Extract the data exactly, missing nothing.
--- Input material ---
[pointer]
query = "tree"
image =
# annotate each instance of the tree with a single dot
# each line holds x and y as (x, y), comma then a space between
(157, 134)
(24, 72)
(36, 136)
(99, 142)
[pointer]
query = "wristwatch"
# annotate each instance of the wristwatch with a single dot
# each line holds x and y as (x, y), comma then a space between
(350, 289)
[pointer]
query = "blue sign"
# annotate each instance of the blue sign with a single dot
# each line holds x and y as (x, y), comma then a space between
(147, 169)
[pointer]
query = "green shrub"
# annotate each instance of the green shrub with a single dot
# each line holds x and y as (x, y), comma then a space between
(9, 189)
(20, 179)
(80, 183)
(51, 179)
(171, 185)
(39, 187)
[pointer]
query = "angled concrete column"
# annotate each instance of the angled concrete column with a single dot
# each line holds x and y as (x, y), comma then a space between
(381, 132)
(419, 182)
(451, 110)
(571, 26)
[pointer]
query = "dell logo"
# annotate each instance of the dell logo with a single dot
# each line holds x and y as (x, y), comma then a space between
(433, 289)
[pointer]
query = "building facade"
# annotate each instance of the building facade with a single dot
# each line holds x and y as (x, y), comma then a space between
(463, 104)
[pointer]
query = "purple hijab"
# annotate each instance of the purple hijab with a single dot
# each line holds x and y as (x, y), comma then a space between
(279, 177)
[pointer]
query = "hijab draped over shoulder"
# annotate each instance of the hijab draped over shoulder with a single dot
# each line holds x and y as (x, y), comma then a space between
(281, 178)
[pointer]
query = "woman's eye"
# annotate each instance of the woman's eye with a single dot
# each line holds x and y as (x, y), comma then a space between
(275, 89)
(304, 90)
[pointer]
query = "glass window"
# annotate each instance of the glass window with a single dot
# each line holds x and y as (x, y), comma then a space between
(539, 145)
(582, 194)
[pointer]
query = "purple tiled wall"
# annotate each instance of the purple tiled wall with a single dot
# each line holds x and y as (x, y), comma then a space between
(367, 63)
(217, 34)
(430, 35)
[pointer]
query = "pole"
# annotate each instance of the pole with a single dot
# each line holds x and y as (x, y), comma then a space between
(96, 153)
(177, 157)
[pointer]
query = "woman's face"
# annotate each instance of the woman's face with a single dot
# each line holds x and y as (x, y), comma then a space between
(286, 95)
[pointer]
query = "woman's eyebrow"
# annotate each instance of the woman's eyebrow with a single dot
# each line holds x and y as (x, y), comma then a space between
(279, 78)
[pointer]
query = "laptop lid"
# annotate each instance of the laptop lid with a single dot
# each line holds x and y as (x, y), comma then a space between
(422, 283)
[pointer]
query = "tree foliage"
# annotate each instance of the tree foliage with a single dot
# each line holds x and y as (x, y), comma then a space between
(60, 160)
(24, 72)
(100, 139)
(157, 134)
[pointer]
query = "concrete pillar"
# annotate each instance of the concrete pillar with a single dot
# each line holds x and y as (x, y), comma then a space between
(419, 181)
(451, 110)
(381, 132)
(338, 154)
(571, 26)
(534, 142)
---
Result -
[pointer]
query = "tree"
image =
# annotate each instance of the tree with a single dot
# each line holds x and y as (x, y), comma then a space between
(157, 134)
(24, 72)
(36, 136)
(99, 142)
[pointer]
query = "wristwatch"
# annotate each instance of the wristwatch with a single dot
# each line holds x and y as (x, y), comma then a space between
(350, 289)
[pointer]
query = "blue sign"
# annotate each instance of the blue sign with a single dot
# each line holds x and y as (x, y), comma then a space between
(147, 169)
[pointer]
query = "green shrub"
# annotate each instance of the green shrub with a single dot
# each line holds x and y as (x, y), comma then a space between
(9, 189)
(20, 179)
(80, 183)
(51, 179)
(171, 185)
(39, 187)
[pointer]
query = "angled concrete column"
# annotate each instance of the angled concrete column with a single dot
# each line holds x and y as (x, y), comma then a space between
(381, 132)
(419, 182)
(451, 110)
(571, 26)
[pointer]
query = "dell logo"
# annotate each instance of the dell logo with a single dot
# each line holds x and y as (x, y), comma then a space between
(433, 289)
[pointer]
query = "building facade"
# annotate each instance of the building facade with a single dot
# each line holds x and y as (x, y), comma then a space between
(463, 104)
[pointer]
query = "purple hijab"
# annotate each instance of the purple hijab with a single dot
# each line holds x and y as (x, y), comma then a space between
(279, 177)
[pointer]
query = "hijab draped over shoulder"
# annotate each instance of the hijab draped over shoulder with a single dot
# each line holds x and y as (x, y), comma then a space between
(281, 178)
[pointer]
query = "woman's eye"
# annotate each instance of the woman's eye with a single dot
# each line holds x and y as (x, y), comma then a space between
(275, 89)
(304, 90)
[pointer]
query = "glass window"
# annotate each instance of the glass window with a single dot
# each line holds x and y as (x, y), comma then a space between
(539, 145)
(582, 194)
[pointer]
query = "purple tiled wall"
# annotate each instance of the purple tiled wall with a single dot
# each line holds x and y as (x, y), comma then a space between
(367, 63)
(217, 34)
(430, 35)
[pointer]
query = "pole"
# annotate each instance of the pole with a single dot
# each line holds x and y as (x, y), comma then a space between
(96, 153)
(177, 157)
[pointer]
query = "woman's face"
# annotate each instance of the woman's face with a single dot
# each line holds x and y as (x, y), comma then a space between
(286, 95)
[pointer]
query = "woman's eyebrow"
# annotate each instance of the woman's eyebrow with a single dot
# each line holds x and y as (x, y), comma then a space between
(279, 78)
[pointer]
query = "laptop lid"
# annotate each instance of the laptop lid with a single dot
# each line holds x and y as (x, y), comma then a space between
(422, 283)
[pointer]
query = "tree foliage"
# annotate each instance of the tree foliage with a single dot
# each line holds x and y as (x, y), comma then a space between
(60, 160)
(24, 72)
(100, 139)
(157, 134)
[pointer]
query = "concrete pillar"
# annotate each instance of the concrete pillar with a single dot
# each line holds x and y as (x, y), comma then a space between
(419, 181)
(451, 110)
(381, 132)
(338, 154)
(571, 26)
(534, 142)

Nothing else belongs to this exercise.